Reproduce the listing below line for line, with every word unchanged, and omit any pictures from your reproduction.

— START Exercise inputs —

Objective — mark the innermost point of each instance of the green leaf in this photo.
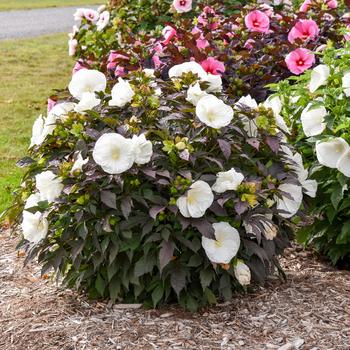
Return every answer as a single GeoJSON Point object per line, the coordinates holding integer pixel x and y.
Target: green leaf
{"type": "Point", "coordinates": [165, 254]}
{"type": "Point", "coordinates": [100, 285]}
{"type": "Point", "coordinates": [344, 236]}
{"type": "Point", "coordinates": [157, 295]}
{"type": "Point", "coordinates": [114, 288]}
{"type": "Point", "coordinates": [337, 195]}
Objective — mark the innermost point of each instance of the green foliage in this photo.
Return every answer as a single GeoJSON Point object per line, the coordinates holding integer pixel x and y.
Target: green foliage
{"type": "Point", "coordinates": [329, 231]}
{"type": "Point", "coordinates": [121, 236]}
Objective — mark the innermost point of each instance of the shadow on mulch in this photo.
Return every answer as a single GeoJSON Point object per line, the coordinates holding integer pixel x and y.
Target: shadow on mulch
{"type": "Point", "coordinates": [310, 311]}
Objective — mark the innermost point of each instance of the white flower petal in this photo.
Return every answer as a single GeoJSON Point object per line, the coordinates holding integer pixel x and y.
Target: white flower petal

— END Exercise inputs —

- **Exercise output**:
Objective — mark the innermost point of each instance of the green leaf in this photo.
Return every answer as a single GeoJSON Point object per line, the coordinates holding integer pixel x and y.
Target: green leaf
{"type": "Point", "coordinates": [165, 254]}
{"type": "Point", "coordinates": [100, 285]}
{"type": "Point", "coordinates": [344, 236]}
{"type": "Point", "coordinates": [157, 295]}
{"type": "Point", "coordinates": [114, 288]}
{"type": "Point", "coordinates": [337, 195]}
Objective — mark the innermost point of each instance of the green foliage in this photo.
Return every answer as a single GeoJSON Point object per line, the coordinates holding integer pixel x and y.
Target: green foliage
{"type": "Point", "coordinates": [329, 231]}
{"type": "Point", "coordinates": [121, 236]}
Objective — mark the innermost point of each instance of the shadow on mulch in this photo.
Return every answer as a single GeoJSON Point object per line, the coordinates holding integer pixel x and y.
Target: shadow on mulch
{"type": "Point", "coordinates": [310, 311]}
Objective — mark the innermost point of each instance of the white flower petal in this photo.
Return every answer as a single GeoJSON Point object per line, the coordinates holding integer pixel x and y.
Target: white flower petal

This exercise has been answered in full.